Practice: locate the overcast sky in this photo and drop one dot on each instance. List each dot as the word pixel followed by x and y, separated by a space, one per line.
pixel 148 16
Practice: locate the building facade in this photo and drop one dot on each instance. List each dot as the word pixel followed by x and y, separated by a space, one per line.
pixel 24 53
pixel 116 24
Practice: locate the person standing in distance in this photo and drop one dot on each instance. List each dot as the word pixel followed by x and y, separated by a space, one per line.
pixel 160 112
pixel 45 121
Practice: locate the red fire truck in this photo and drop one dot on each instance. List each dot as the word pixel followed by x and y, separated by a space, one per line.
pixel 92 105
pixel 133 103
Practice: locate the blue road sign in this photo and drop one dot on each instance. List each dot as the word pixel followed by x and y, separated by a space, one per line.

--*--

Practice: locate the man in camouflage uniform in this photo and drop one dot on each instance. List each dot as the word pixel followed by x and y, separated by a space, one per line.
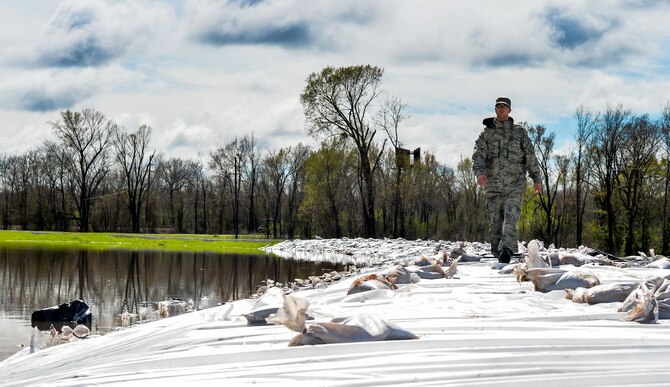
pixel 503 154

--*--

Task instructions
Retype the portion of the data above that starts on the line with "Practice: locate the overcast" and finishes on the line with "Practice: locate the blue", including both of those lines.

Your response
Practice: locate the overcast sky in this photo and drop one dot on each instance. List each dot as the word pixel followed by x and y, separated by a space, one per line.
pixel 148 16
Practice: locate the building facade in this photo and drop one dot on each instance. List each dot as the word pixel followed by x and y, separated by a space, one per line.
pixel 24 53
pixel 116 24
Practice: locate the person standing in distance in this photo and drop one dot on each instance. List each dot as the word pixel followed by x and y, separated by a space, one per line.
pixel 160 112
pixel 45 121
Practice: locate the red fire truck in this photo and drop one dot on each instance. List each dot as the word pixel followed by x and y, separated by a space, one per line.
pixel 92 105
pixel 133 103
Practice: locate the blue road sign in this photo and drop one dot on each instance. List each dot as the word pixel followed by x and y, separated by a space, one per line.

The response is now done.